Goal: Put the lines below into a Markdown table with two columns, Row and Line, numbering each row and skipping any blank lines. Leave the pictures out of the table.
======
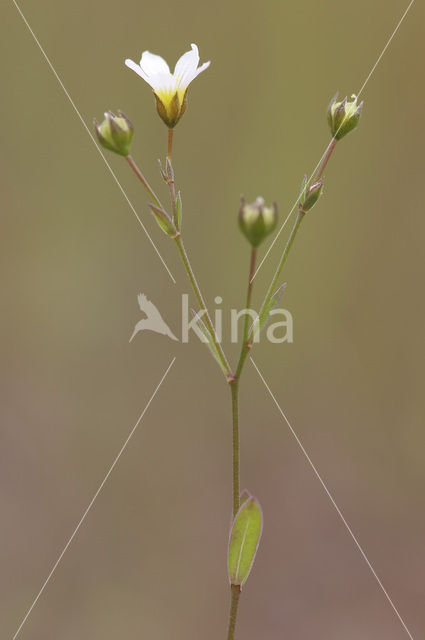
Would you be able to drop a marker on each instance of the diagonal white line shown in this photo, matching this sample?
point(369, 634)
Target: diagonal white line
point(93, 500)
point(94, 141)
point(319, 477)
point(323, 155)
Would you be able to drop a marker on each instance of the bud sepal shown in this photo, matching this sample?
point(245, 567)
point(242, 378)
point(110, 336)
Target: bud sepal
point(115, 133)
point(343, 116)
point(257, 221)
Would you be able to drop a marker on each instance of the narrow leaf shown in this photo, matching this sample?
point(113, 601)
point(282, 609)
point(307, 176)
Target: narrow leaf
point(261, 320)
point(179, 211)
point(244, 540)
point(163, 219)
point(209, 341)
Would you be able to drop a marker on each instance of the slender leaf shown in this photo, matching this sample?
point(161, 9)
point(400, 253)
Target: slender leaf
point(261, 320)
point(209, 341)
point(163, 219)
point(244, 540)
point(179, 211)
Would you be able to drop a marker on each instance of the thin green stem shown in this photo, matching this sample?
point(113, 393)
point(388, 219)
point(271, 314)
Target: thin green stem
point(170, 143)
point(275, 282)
point(325, 159)
point(144, 182)
point(245, 342)
point(234, 390)
point(236, 592)
point(188, 268)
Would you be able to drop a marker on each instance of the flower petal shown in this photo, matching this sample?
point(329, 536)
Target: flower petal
point(135, 67)
point(152, 64)
point(187, 67)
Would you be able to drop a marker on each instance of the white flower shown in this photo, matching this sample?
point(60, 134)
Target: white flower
point(169, 88)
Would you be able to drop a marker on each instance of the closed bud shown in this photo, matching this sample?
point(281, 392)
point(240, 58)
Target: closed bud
point(343, 116)
point(257, 221)
point(115, 133)
point(310, 195)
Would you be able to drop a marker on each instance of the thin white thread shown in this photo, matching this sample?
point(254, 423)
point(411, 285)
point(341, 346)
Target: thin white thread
point(55, 566)
point(333, 501)
point(318, 164)
point(94, 141)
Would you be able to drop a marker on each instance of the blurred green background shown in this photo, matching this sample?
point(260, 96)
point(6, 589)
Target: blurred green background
point(149, 562)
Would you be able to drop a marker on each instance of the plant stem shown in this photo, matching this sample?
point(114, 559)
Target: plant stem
point(245, 343)
point(185, 259)
point(236, 592)
point(322, 166)
point(274, 284)
point(170, 143)
point(234, 390)
point(144, 182)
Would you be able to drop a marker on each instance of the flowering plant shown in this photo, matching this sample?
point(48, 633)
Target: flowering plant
point(256, 221)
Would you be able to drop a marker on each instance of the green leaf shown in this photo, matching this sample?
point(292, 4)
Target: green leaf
point(179, 211)
point(210, 342)
point(164, 220)
point(244, 540)
point(261, 320)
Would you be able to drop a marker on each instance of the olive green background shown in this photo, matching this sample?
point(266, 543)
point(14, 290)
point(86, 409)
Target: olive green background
point(149, 561)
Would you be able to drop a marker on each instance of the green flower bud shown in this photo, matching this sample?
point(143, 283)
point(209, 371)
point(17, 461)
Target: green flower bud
point(115, 133)
point(343, 116)
point(257, 221)
point(310, 195)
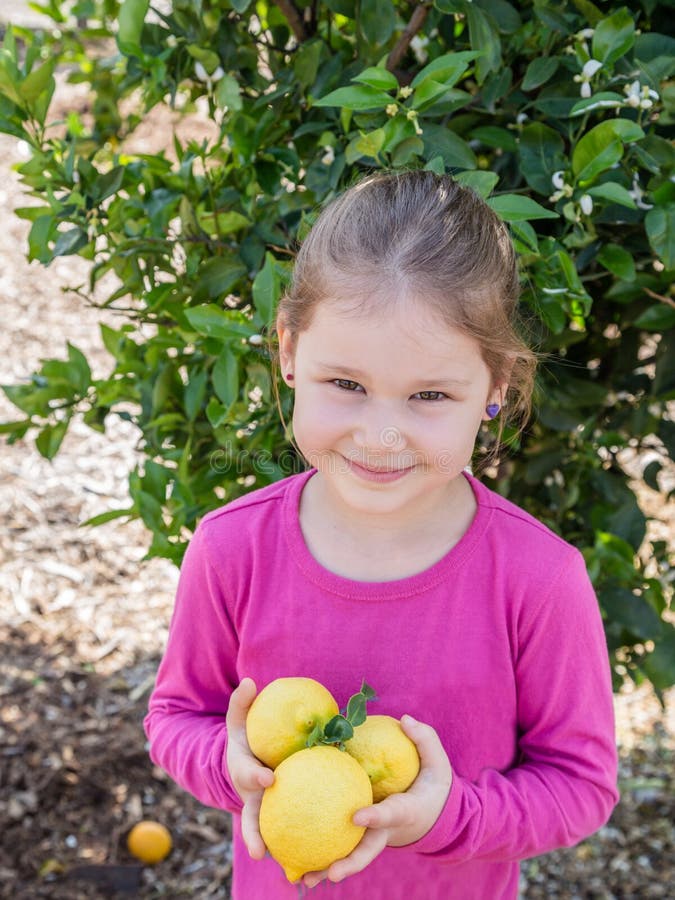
======
The answer:
| Row | Line |
|---|---|
| 1 | Would you be able to drop a marker on each instance of the diagonal white line shown in this photo, matching this sample? |
| 2 | point(369, 634) |
| 3 | Target: diagonal white line |
| 4 | point(93, 500) |
| 5 | point(94, 141) |
| 6 | point(319, 477) |
| 7 | point(323, 155) |
| 8 | Would you be able to drop a marker on each instance of the bud sepal shown in this photo, matching this sample? |
| 9 | point(245, 567) |
| 10 | point(242, 378) |
| 11 | point(110, 336) |
| 12 | Target: bud sepal |
| 13 | point(115, 133) |
| 14 | point(343, 116) |
| 15 | point(257, 221) |
| 16 | Would you be able to drop a marker on each instance of the narrow leaf shown in this photo, matching this sample? |
| 17 | point(113, 601) |
| 18 | point(282, 609) |
| 19 | point(307, 176) |
| 20 | Target: narrow leaf |
| 21 | point(261, 320) |
| 22 | point(179, 211) |
| 23 | point(244, 540) |
| 24 | point(163, 219) |
| 25 | point(209, 341) |
| 26 | Would you be able to drop a marker on each instance of the slender leaf shown in this photo, matching this sample? |
| 27 | point(161, 9) |
| 28 | point(400, 253) |
| 29 | Target: slender leaf |
| 30 | point(261, 320) |
| 31 | point(209, 341) |
| 32 | point(163, 219) |
| 33 | point(244, 540) |
| 34 | point(179, 211) |
| 35 | Would you be able to drop a marker on each instance of the thin green stem shown in this photo, matching this sample? |
| 36 | point(113, 393) |
| 37 | point(388, 219) |
| 38 | point(271, 314) |
| 39 | Target: thin green stem |
| 40 | point(170, 143) |
| 41 | point(275, 282) |
| 42 | point(325, 159) |
| 43 | point(144, 182) |
| 44 | point(245, 342) |
| 45 | point(234, 390) |
| 46 | point(236, 592) |
| 47 | point(188, 268) |
| 48 | Would you be able to drop a marker on each instance of the flower petal shown in this photo, matching this sample? |
| 49 | point(329, 536) |
| 50 | Target: flower petal |
| 51 | point(135, 67) |
| 52 | point(152, 64) |
| 53 | point(187, 67) |
| 54 | Would you be able to drop a marker on each instance of the white flower shown in this photo, matching this sample? |
| 55 | point(60, 134) |
| 56 | Target: white flower |
| 57 | point(169, 88) |
| 58 | Would you be able to drop a marker on each instance of the closed bud shown in this photo, matching this sample? |
| 59 | point(281, 392) |
| 60 | point(240, 58) |
| 61 | Target: closed bud |
| 62 | point(343, 116) |
| 63 | point(257, 221) |
| 64 | point(115, 133) |
| 65 | point(310, 195) |
| 66 | Would you be able to drop a marker on each instance of the thin white thread shown in this photo, matching this sample? |
| 67 | point(254, 423) |
| 68 | point(411, 285) |
| 69 | point(341, 346) |
| 70 | Target: thin white thread |
| 71 | point(55, 566) |
| 72 | point(333, 501) |
| 73 | point(318, 164) |
| 74 | point(94, 141) |
| 75 | Would you be able to drop a marker on each instance of the blurred green background shown in this photo, matching this sample? |
| 76 | point(260, 96) |
| 77 | point(6, 589) |
| 78 | Target: blurred green background |
| 79 | point(149, 562) |
| 80 | Would you be able to drop a marker on each instance of the plant stem shown in this photo, matching this sample? |
| 81 | point(114, 559) |
| 82 | Target: plant stem |
| 83 | point(245, 343) |
| 84 | point(185, 259) |
| 85 | point(236, 592) |
| 86 | point(322, 166) |
| 87 | point(274, 284) |
| 88 | point(170, 143) |
| 89 | point(234, 390) |
| 90 | point(144, 182) |
| 91 | Would you be able to drop a marker on each instance of the flowering plant shown in this photo, matching this sample? |
| 92 | point(48, 633) |
| 93 | Target: flowering plant |
| 94 | point(256, 221) |
| 95 | Would you be able to drop a marker on each instance of the green leaf shown in this photo, matching this sample? |
| 96 | point(292, 4) |
| 97 | Target: green leaf |
| 98 | point(179, 211) |
| 99 | point(210, 342) |
| 100 | point(164, 220) |
| 101 | point(244, 540) |
| 102 | point(261, 320) |
| 103 | Would you be able to drop a marker on each instance of the olive green background shown in this photo, matching this sample? |
| 104 | point(266, 543) |
| 105 | point(14, 290) |
| 106 | point(86, 409) |
| 107 | Target: olive green background |
| 108 | point(149, 561) |
| 109 | Would you be able to drop a marker on each instance of the green flower bud shown in this photo, matching this sample? |
| 110 | point(143, 283) |
| 111 | point(209, 371) |
| 112 | point(17, 461) |
| 113 | Target: green flower bud |
| 114 | point(115, 133) |
| 115 | point(343, 116) |
| 116 | point(257, 221) |
| 117 | point(310, 195) |